*TASK PROMPT*
Output the data word for word, dropping every image.

*DATA PROVIDED*
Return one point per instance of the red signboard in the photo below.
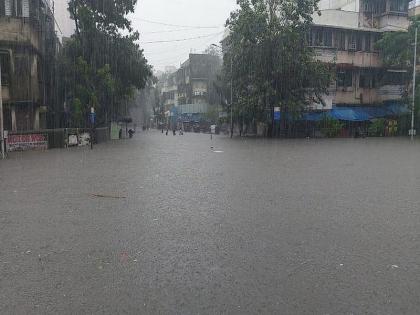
(27, 142)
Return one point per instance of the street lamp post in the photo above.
(414, 86)
(231, 90)
(1, 120)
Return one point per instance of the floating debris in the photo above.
(108, 196)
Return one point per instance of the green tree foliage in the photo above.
(102, 63)
(397, 49)
(272, 64)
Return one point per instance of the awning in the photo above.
(350, 114)
(358, 113)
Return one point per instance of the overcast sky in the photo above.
(186, 14)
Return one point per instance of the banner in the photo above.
(27, 142)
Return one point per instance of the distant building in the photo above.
(347, 38)
(190, 92)
(195, 80)
(414, 8)
(28, 45)
(65, 25)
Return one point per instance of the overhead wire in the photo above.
(181, 39)
(177, 25)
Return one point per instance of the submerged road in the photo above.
(164, 225)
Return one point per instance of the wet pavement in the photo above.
(165, 225)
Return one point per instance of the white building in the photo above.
(64, 24)
(345, 34)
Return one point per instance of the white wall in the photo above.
(62, 17)
(345, 5)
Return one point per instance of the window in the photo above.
(367, 80)
(2, 8)
(321, 38)
(344, 78)
(399, 6)
(368, 43)
(340, 40)
(19, 8)
(359, 42)
(5, 68)
(394, 78)
(352, 42)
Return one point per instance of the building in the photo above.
(189, 93)
(64, 24)
(414, 8)
(27, 46)
(195, 81)
(345, 34)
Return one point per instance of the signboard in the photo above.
(115, 131)
(27, 142)
(73, 140)
(277, 114)
(84, 139)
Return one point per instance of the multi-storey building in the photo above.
(345, 34)
(28, 44)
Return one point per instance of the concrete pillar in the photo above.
(36, 119)
(13, 114)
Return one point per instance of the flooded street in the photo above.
(167, 225)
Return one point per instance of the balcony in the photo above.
(391, 92)
(358, 59)
(19, 30)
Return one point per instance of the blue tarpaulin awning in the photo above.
(359, 114)
(350, 114)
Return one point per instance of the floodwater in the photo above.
(164, 224)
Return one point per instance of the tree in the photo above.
(397, 50)
(272, 64)
(102, 63)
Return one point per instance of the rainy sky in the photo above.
(188, 25)
(202, 20)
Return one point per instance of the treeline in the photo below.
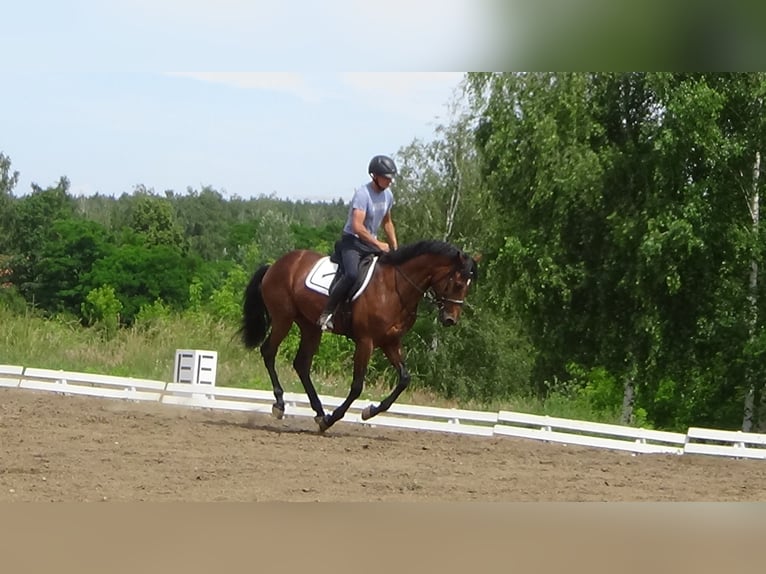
(617, 216)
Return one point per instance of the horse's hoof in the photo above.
(367, 413)
(321, 423)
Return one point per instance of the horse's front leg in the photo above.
(362, 355)
(394, 354)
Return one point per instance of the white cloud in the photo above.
(287, 82)
(420, 95)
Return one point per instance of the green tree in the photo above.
(154, 218)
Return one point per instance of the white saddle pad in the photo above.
(323, 272)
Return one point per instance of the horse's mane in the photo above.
(431, 247)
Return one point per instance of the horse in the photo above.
(277, 296)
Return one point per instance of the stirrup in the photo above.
(325, 322)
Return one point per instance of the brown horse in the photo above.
(277, 297)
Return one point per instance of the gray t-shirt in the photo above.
(375, 206)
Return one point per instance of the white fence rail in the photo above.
(479, 423)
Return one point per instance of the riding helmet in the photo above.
(382, 165)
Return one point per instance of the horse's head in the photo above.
(449, 289)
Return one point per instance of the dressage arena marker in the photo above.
(699, 441)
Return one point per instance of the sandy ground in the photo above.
(66, 448)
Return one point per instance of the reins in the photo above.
(430, 293)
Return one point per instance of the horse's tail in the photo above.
(255, 316)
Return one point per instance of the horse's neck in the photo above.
(418, 274)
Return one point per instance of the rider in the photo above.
(370, 206)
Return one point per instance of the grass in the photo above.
(148, 351)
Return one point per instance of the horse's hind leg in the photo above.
(310, 338)
(361, 360)
(279, 330)
(394, 355)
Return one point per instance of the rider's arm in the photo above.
(388, 227)
(357, 226)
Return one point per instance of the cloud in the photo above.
(286, 82)
(419, 95)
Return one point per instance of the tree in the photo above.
(154, 218)
(625, 244)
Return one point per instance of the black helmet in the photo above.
(382, 165)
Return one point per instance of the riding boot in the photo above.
(336, 295)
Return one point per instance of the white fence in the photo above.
(478, 423)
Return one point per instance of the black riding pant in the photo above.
(352, 249)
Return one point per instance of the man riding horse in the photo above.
(370, 207)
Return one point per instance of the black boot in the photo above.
(336, 295)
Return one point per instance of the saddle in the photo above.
(325, 273)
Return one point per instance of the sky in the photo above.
(300, 136)
(105, 93)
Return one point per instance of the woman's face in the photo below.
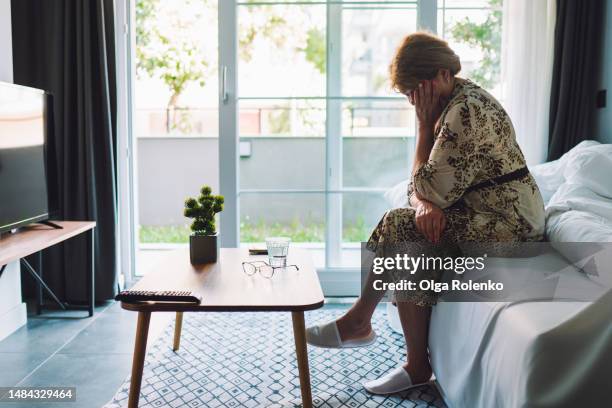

*WRITTEN ANSWER*
Return one point per instance of the red signboard in the photo below.
(27, 142)
Return one point per instance of the street lamp post in the photo above.
(414, 86)
(231, 90)
(1, 120)
Return one point per instance of the floating debris in the photo above.
(108, 196)
Return one point per instance of the green tree foliage in the photo above.
(102, 63)
(397, 49)
(272, 64)
Return one point per instance of the awning in the photo above.
(350, 114)
(358, 113)
Return one point per instance of the overcast sky in the photo above.
(186, 14)
Return one point per instance of the banner in the photo above.
(27, 142)
Return one point per instance of the distant building in the photo above.
(347, 38)
(190, 92)
(195, 80)
(414, 8)
(28, 45)
(65, 25)
Return one point per instance of the overhead wire in the photo above.
(181, 39)
(177, 25)
Return one point per instance of the submerged road in the photo above.
(164, 225)
Return one point per instance of the wet pavement in the photo above.
(165, 225)
Return one point per instance of the white building in the photo above.
(64, 24)
(345, 34)
Return one point per instance of the white wall in the photo above.
(62, 17)
(345, 5)
Return one point per instance of the window in the photo above.
(367, 80)
(2, 8)
(321, 38)
(344, 78)
(399, 6)
(368, 43)
(340, 40)
(19, 8)
(359, 42)
(5, 68)
(394, 78)
(352, 42)
Return one point per instance of the building in the photo above.
(189, 93)
(64, 24)
(414, 8)
(27, 46)
(195, 81)
(345, 34)
Return one point per instance of the signboard in the photo above.
(115, 131)
(27, 142)
(73, 140)
(277, 114)
(84, 139)
Return one point per instance of the multi-storey building in the photo above.
(345, 34)
(28, 44)
Return one point per instance of the concrete pillar in the photo above.
(36, 119)
(13, 114)
Return one point per instance of the flooded street in the photo above.
(167, 225)
Return one point per instance of the balcony in the photo above.
(391, 92)
(358, 59)
(19, 30)
Return one point per instance of the blue tarpaulin awning in the photo above.
(359, 114)
(350, 114)
Return one point per instance of the floodwater in the photo above.
(164, 224)
Return one point per instance of the tree in the photo above.
(397, 50)
(272, 64)
(102, 63)
Return one point per instance of the rainy sky in the photo above.
(188, 25)
(202, 20)
Return one point per instance of the treeline in the photo below.
(617, 216)
Return one point per instance of the horse's hoof in the photo above.
(367, 413)
(321, 423)
Return one point per instance of the horse's front leg in the photo above.
(362, 355)
(394, 354)
Return one point per instance of the white cloud in the photo above.
(287, 82)
(420, 95)
Return one point per instance of the green tree in the photo above.
(154, 218)
Return one point per instance of the white saddle pad in the photo above.
(323, 272)
Return one point per instance of the horse's mane in the photo above.
(431, 247)
Return one point per instance of the horse in the photo above.
(277, 296)
Return one point per instance of the stirrup in the photo above.
(325, 322)
Return one point per instance of the brown horse in the photo above.
(277, 297)
Return one point per instance of the gray t-shirt in the photo above.
(375, 206)
Return one point per instance of the white fence rail in the photo above.
(479, 423)
Return one point per instance of the riding helmet in the photo above.
(382, 165)
Return one point per instance of the horse's head in the photo above.
(449, 289)
Return one point per instance of the dressage arena marker in the photo above.
(699, 441)
Return one point per instance of the sandy ground in the photo above.
(66, 448)
Return one point per instance of the reins in the photo above.
(430, 293)
Return one point per instance of the horse's tail in the photo above.
(255, 316)
Return one point per instance of the horse's neck in the photo above.
(418, 274)
Return one point per instance of the rider in the photo above.
(370, 206)
Return one point per instance of the grass in the photo above.
(148, 351)
Return one point per instance of the horse's hind leg in the photo above.
(310, 338)
(361, 360)
(279, 330)
(394, 355)
Return one point per instance of the rider's arm in the photo above.
(388, 227)
(357, 226)
Return one point per instance of the cloud in the photo above.
(286, 82)
(419, 95)
Return one point per instance of the tree in the photo above.
(154, 218)
(625, 244)
Return one point per instance of the black helmet in the photo above.
(382, 165)
Return one point per instance of the riding boot in the photo above.
(336, 295)
Return one point per instance of the white fence in the photo above.
(478, 423)
Return one point per instance of the black riding pant in the photo above.
(352, 249)
Return one point per instance of the man riding horse in the photo above.
(370, 207)
Return one point per instance of the black boot in the photo above.
(336, 295)
Return one point per instance of the saddle in the photo above.
(325, 273)
Return one point per instance of the sky in the photo above.
(300, 136)
(105, 93)
Return one point per instance of the woman's face in the photo below.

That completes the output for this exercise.